Directions: Swap "In this exercise" for "In this task" throughout the lines below and reproduce them with everything else unchanged, omitting the pictures from your answer.

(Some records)
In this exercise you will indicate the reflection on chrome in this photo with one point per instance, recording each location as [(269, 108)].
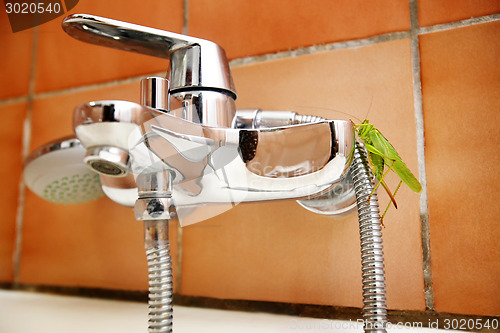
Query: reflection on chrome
[(216, 164)]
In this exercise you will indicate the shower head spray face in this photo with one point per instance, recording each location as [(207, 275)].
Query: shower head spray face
[(56, 172)]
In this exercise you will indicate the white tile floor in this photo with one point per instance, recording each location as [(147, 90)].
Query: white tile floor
[(23, 312)]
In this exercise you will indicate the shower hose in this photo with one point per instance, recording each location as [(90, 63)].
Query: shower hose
[(372, 253)]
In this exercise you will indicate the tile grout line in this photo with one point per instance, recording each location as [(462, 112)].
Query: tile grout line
[(459, 24), (349, 44), (26, 140), (419, 122)]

Solution for this task:
In this task you will indicate the reflection on chrome in this photo with one point per instance, recording each location as [(269, 108)].
Query: reflection on chrome
[(216, 164)]
In this task you will indicate the shower head spray face in this photo with one point per instance, recording each location as [(207, 275)].
Query: shower head spray face
[(56, 172)]
In this task you will indicate the white tile floor in this photo with one point per instance, recording each location as [(147, 90)].
Query: white tile floor
[(23, 312)]
In this task you will indicate the shower hose in this photo with one point per instance, recording each location as [(90, 63)].
Query: shower hose
[(372, 253)]
In this task you will indicate the tile grout line in this photo with one point per instance, recording each location as [(462, 112)].
Query: tile grout line
[(459, 24), (349, 44), (26, 140), (419, 122)]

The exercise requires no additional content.